══ GIVEN RECORDS

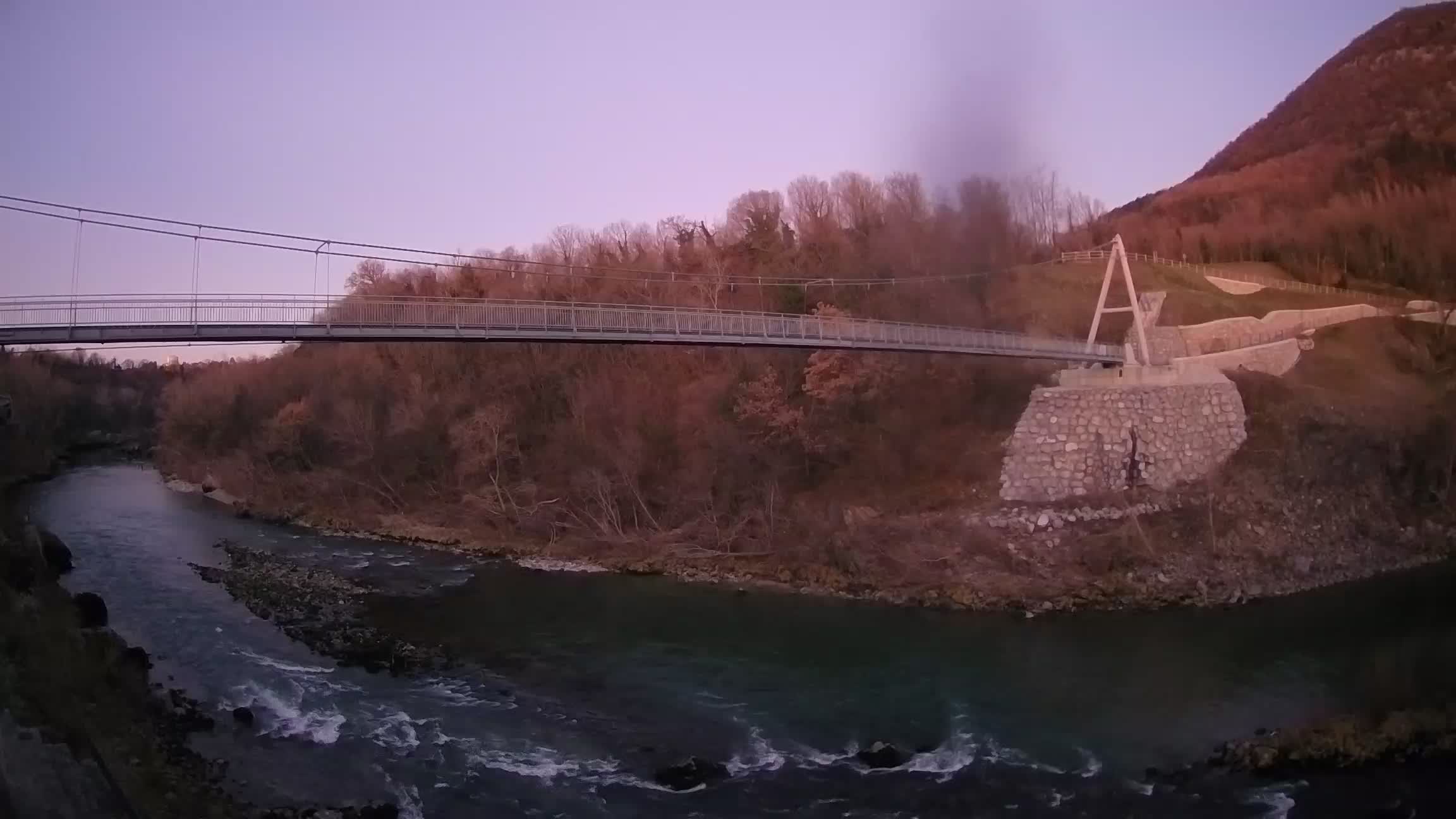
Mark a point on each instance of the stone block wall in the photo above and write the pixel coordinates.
(1079, 440)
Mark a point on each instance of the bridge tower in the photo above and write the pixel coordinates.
(1117, 257)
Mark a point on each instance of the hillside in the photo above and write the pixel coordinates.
(1353, 175)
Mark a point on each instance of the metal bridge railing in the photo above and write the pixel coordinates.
(28, 320)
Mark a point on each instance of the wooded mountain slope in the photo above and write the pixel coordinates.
(1353, 175)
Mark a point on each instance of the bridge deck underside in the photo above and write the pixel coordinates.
(101, 320)
(283, 332)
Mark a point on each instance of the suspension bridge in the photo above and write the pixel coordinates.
(195, 317)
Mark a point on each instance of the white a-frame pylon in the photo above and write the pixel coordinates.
(1119, 255)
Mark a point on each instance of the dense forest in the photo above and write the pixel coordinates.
(1353, 177)
(60, 401)
(724, 451)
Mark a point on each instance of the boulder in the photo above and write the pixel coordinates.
(91, 610)
(689, 774)
(136, 659)
(56, 553)
(18, 569)
(883, 755)
(243, 716)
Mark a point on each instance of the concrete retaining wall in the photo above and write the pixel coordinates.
(1089, 439)
(1234, 286)
(1275, 359)
(1242, 331)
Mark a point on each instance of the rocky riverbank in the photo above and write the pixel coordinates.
(85, 734)
(317, 608)
(1218, 544)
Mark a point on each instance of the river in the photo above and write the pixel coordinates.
(580, 685)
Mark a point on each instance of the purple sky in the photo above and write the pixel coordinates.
(466, 124)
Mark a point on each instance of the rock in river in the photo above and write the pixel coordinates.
(56, 553)
(91, 610)
(691, 774)
(883, 755)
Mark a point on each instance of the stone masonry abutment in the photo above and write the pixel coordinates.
(1110, 430)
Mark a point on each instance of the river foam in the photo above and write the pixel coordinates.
(281, 713)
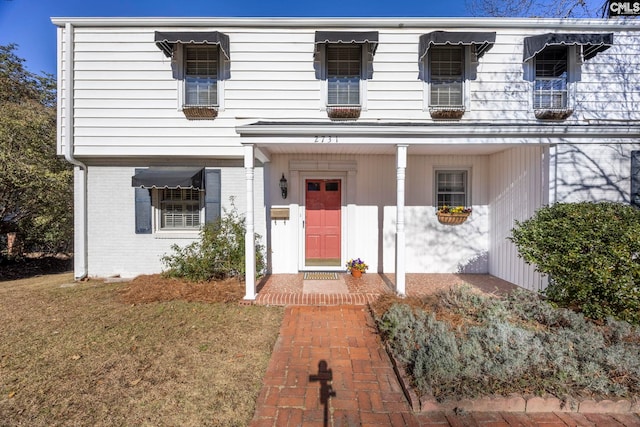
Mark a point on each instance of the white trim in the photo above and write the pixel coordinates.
(249, 237)
(394, 23)
(464, 134)
(401, 259)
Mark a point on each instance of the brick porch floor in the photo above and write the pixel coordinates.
(328, 368)
(289, 289)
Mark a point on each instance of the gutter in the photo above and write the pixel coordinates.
(80, 176)
(551, 24)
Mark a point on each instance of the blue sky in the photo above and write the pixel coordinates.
(27, 23)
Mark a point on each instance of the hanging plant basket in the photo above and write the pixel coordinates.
(446, 113)
(200, 112)
(343, 113)
(452, 218)
(553, 114)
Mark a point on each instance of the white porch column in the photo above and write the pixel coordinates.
(401, 165)
(249, 238)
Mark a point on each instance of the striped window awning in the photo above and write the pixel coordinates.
(166, 41)
(169, 177)
(592, 44)
(482, 41)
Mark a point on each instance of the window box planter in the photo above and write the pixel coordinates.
(200, 112)
(343, 113)
(446, 113)
(553, 114)
(452, 218)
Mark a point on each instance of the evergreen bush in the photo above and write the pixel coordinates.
(470, 345)
(591, 253)
(219, 253)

════

▸ **SHORT PROBLEM**
Every entry above should be duplicated exactly. Do not include the images.

▸ **FULL OUTPUT**
Mark a point on each instance of the stone block wall in the photo above and write the pixel coordinates.
(1079, 440)
Mark a point on each instance of the bridge tower in the photo above and write the pixel coordinates.
(1117, 257)
Mark a point on each instance of the hillside in the photo above and write the pixel coordinates.
(1353, 175)
Mark a point on each instance of the metal bridge railing in the photo above and write the pixel coordinates.
(28, 320)
Mark a point on each instance of the wooded mountain slope in the photo above and write the pixel coordinates.
(1353, 175)
Mark a point on each instance of the bridge deck underside in the photo above and write the pixel coordinates.
(101, 320)
(283, 332)
Mark a point on each instance of the suspension bridge in the photo above and write the pixel coordinates.
(195, 317)
Mark a point on each instance of the white a-frame pylon in the photo above and write the pixel coordinates.
(1119, 255)
Mark a point on each instance of the dense forest in the photo above and write the pixel coordinates.
(1353, 177)
(60, 401)
(724, 451)
Mark a point on each instance of the boulder in the photo above and write the pixel coordinates.
(91, 610)
(689, 774)
(136, 659)
(56, 553)
(18, 569)
(883, 755)
(243, 716)
Mark a point on each instance of the concrete retaining wall in the photo above and write the pixel coordinates.
(1089, 439)
(1234, 286)
(1275, 359)
(1242, 331)
Mark a point on each instance of the rocky riverbank in the photo above and write the pixel coordinates.
(85, 734)
(317, 608)
(1218, 544)
Mark a point on each instance of the river in the photo above and write the pixel coordinates.
(580, 685)
Mark a point on each instance of the purple sky in the photo above and write the pixel coordinates.
(466, 124)
Mark a point on each instance of the rock in river in the photo above and write the pixel coordinates.
(56, 553)
(91, 610)
(691, 774)
(883, 755)
Mark a point on each instance of the stone masonry abutment in the photo above and write the pixel coordinates.
(1110, 430)
Mark a point on each instance of the river foam in the photo above and write the pixel coordinates.
(281, 713)
Mark a point on each instance of the white trim in the photo above and write the pixel coordinates.
(249, 237)
(394, 23)
(464, 134)
(401, 259)
Mark a point on each instance of the brick porch floor in the photo above and write the pixel coordinates.
(328, 368)
(289, 289)
Mark a point on each instance of the gutter in the photo above and write the pixel coordinates.
(80, 176)
(551, 24)
Mark a point on each instance of the blue sky in the photo above and write the pixel coordinates.
(27, 23)
Mark a point on each instance of the hanging plant basket in the photo above and write the pixel coordinates.
(446, 113)
(200, 112)
(343, 113)
(452, 218)
(553, 114)
Mark a point on each instance of the white porch column in the photo above and write the pixel coordinates.
(401, 165)
(249, 238)
Mark a point on each instance of the striped window awning in the photo above and write the pixel coordinates.
(166, 41)
(169, 177)
(592, 44)
(482, 41)
Mark a point on each instance of the window box planter in the photo above and write the pixel coordinates.
(200, 112)
(343, 113)
(446, 113)
(553, 114)
(452, 218)
Mark a point on each instance of the evergreen bush in the photo above and write the pixel coordinates.
(470, 345)
(591, 253)
(219, 253)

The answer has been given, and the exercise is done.